* Work required: Give the stretch of rows below from the line that contains "Expected: for every instance of the woman with" through the line that contains "[[656, 712]]" as a numbered list, leaving out any blank lines.

Source rows:

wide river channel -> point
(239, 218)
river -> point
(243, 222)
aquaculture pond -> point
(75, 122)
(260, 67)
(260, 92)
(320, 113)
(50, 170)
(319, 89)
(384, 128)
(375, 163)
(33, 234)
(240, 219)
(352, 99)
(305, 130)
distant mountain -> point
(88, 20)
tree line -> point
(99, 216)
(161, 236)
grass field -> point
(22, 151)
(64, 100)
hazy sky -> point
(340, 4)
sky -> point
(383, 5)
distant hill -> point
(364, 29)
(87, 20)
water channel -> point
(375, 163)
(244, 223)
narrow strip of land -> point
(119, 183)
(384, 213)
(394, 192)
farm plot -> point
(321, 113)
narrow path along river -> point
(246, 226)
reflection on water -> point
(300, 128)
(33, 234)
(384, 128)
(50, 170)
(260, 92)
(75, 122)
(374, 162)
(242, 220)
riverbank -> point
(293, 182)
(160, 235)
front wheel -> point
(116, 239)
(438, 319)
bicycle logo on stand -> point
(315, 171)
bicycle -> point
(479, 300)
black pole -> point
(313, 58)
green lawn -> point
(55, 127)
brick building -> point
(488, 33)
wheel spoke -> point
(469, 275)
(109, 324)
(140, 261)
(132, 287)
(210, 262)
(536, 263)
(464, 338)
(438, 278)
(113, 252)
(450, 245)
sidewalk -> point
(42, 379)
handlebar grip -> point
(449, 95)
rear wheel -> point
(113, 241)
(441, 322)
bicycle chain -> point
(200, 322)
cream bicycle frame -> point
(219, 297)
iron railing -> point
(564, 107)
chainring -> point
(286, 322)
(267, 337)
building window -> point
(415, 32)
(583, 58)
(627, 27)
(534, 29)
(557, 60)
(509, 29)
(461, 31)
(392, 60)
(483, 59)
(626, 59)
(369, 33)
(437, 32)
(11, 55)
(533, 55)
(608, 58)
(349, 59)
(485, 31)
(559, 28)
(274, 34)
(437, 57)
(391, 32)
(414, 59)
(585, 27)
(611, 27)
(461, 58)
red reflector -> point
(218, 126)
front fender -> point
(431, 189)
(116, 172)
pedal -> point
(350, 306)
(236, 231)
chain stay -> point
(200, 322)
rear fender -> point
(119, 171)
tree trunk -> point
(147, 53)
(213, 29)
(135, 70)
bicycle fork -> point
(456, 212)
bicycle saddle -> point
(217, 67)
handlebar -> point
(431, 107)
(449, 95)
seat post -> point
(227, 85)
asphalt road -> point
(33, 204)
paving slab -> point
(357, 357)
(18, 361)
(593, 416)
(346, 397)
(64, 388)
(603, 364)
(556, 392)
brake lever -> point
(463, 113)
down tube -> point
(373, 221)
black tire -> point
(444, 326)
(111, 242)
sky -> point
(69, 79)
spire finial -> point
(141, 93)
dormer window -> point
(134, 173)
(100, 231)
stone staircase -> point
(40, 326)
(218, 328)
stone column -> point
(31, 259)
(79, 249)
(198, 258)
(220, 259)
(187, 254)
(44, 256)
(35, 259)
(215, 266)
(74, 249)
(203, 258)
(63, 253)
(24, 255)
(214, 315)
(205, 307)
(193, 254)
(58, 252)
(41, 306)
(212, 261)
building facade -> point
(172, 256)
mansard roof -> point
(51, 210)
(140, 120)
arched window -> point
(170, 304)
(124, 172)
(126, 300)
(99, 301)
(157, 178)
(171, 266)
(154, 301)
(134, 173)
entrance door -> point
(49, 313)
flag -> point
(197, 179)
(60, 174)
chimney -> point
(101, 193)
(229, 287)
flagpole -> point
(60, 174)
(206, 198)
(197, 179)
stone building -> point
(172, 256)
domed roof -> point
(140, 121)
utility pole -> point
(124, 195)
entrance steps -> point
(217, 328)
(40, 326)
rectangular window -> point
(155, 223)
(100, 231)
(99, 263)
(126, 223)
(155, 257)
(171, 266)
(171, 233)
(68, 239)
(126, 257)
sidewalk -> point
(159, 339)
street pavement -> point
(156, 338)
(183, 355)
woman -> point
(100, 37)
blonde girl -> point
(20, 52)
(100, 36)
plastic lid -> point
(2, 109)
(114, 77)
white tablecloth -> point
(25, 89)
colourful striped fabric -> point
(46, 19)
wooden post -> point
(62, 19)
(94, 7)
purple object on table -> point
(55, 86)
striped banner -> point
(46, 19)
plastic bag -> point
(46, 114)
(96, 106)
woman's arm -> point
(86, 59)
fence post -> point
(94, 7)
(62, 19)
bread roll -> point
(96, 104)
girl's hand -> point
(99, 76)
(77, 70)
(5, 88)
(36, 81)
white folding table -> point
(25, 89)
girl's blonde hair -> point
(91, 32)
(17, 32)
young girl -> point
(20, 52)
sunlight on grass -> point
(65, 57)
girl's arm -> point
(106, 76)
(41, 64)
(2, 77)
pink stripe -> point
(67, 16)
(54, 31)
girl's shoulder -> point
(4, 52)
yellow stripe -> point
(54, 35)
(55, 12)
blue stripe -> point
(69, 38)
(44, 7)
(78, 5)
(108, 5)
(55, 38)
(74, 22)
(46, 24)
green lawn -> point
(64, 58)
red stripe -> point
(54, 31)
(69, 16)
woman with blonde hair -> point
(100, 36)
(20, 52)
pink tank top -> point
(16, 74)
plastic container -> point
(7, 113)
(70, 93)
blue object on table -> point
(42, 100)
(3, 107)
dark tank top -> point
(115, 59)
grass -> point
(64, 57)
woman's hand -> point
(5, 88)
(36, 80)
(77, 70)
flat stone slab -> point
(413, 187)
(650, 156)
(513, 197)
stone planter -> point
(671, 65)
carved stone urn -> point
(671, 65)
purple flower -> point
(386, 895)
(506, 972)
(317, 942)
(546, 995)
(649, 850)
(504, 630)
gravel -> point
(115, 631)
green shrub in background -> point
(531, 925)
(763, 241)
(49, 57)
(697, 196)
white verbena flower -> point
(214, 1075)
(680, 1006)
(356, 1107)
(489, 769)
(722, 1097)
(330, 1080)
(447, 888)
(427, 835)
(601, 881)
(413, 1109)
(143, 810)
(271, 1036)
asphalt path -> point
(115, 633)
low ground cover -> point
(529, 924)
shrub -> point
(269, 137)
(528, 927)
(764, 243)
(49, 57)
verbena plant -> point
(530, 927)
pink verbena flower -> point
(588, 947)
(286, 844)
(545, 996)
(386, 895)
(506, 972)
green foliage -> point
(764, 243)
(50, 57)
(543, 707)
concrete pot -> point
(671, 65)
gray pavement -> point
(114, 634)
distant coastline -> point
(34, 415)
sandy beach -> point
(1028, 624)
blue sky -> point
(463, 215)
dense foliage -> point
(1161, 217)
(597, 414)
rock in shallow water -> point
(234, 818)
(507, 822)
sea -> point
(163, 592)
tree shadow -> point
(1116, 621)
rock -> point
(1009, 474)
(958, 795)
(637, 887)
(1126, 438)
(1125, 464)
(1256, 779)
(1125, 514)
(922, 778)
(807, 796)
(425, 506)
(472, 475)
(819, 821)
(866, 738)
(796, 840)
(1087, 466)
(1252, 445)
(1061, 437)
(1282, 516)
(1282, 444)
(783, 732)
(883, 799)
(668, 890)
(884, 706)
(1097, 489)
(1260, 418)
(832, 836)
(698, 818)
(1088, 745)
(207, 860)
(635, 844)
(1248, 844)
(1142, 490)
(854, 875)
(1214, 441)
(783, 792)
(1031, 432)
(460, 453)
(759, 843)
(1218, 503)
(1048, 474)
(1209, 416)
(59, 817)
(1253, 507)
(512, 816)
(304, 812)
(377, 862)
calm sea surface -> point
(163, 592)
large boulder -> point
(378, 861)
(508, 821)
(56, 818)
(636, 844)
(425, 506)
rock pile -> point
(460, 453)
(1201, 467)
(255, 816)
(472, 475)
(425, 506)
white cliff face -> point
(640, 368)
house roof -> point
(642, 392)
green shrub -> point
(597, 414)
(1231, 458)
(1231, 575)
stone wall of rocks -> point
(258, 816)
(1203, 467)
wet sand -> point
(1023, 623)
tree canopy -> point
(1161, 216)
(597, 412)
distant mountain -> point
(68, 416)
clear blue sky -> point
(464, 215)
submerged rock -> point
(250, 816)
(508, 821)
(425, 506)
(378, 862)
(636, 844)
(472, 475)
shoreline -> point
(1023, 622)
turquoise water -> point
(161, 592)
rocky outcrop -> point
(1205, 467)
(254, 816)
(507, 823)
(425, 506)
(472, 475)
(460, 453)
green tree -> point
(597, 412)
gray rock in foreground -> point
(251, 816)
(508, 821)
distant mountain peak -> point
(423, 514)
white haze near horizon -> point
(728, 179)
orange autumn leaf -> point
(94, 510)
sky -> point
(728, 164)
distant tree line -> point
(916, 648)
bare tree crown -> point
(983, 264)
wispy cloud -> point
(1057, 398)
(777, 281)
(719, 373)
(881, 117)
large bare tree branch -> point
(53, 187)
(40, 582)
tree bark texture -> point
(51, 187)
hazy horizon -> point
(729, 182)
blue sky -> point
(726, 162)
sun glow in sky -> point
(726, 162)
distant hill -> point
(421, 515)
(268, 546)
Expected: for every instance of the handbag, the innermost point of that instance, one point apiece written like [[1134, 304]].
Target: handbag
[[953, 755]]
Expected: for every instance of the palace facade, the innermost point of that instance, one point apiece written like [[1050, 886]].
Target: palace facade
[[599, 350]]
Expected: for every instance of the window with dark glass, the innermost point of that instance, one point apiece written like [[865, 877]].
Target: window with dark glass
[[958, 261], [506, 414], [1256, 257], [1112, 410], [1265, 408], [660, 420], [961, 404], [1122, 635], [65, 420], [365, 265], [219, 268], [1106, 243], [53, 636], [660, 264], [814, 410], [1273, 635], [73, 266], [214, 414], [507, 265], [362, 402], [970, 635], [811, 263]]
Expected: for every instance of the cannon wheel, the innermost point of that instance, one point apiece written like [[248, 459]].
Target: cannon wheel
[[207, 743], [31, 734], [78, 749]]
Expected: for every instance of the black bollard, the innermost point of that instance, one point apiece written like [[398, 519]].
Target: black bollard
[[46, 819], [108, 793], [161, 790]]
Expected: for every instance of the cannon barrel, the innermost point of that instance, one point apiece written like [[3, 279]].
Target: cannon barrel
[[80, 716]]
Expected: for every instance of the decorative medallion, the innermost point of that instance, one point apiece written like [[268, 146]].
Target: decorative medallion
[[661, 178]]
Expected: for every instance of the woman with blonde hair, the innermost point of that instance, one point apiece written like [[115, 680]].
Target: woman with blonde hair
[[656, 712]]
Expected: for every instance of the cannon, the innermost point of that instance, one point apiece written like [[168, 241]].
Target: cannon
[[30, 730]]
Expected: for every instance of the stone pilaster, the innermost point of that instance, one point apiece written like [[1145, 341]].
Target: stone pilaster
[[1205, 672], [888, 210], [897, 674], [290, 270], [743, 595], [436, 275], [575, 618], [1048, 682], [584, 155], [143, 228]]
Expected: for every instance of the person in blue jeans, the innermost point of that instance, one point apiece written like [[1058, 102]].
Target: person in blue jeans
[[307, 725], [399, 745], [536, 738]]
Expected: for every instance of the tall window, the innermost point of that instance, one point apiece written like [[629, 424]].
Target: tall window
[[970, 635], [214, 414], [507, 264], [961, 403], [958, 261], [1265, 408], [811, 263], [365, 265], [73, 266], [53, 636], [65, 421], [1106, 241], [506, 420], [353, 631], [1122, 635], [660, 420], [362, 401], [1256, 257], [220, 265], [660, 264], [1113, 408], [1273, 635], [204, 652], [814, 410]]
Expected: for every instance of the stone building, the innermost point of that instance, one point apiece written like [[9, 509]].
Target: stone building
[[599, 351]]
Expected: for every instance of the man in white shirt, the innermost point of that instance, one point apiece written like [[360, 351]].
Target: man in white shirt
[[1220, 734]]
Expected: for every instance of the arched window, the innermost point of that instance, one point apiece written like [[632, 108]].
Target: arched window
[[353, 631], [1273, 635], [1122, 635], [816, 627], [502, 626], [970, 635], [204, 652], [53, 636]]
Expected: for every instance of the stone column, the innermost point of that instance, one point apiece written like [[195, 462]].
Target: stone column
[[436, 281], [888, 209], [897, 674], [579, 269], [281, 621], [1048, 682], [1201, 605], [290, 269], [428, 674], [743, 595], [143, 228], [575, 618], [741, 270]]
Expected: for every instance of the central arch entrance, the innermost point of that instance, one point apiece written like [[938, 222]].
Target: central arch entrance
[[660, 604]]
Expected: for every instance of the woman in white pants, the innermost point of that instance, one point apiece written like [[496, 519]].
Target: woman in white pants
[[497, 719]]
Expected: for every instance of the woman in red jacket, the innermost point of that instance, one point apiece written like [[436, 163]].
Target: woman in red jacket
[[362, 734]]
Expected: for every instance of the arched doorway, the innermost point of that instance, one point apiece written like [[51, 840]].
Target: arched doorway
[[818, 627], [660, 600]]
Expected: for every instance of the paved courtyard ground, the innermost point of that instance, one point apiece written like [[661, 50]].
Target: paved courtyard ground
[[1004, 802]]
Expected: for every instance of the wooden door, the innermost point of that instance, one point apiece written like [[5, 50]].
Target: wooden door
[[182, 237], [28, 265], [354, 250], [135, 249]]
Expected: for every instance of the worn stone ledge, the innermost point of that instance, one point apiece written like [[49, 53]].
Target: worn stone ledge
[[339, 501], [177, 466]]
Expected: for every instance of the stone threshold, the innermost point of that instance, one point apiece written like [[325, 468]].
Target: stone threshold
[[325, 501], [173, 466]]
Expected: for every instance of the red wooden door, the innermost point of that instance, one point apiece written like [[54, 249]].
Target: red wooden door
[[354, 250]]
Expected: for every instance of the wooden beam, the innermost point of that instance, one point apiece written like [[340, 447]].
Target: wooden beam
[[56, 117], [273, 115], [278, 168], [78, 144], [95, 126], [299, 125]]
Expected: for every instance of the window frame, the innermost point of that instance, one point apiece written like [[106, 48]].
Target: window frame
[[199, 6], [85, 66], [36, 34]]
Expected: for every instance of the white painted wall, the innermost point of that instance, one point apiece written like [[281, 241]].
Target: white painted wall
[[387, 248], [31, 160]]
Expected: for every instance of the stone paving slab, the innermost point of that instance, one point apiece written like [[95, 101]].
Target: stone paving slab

* Output for this task:
1. Expected: for every instance of the woman with blonde hair, the innermost point of that instance, one point apiece written like [[115, 680]].
2. Target: woman with blonde hair
3. [[656, 712]]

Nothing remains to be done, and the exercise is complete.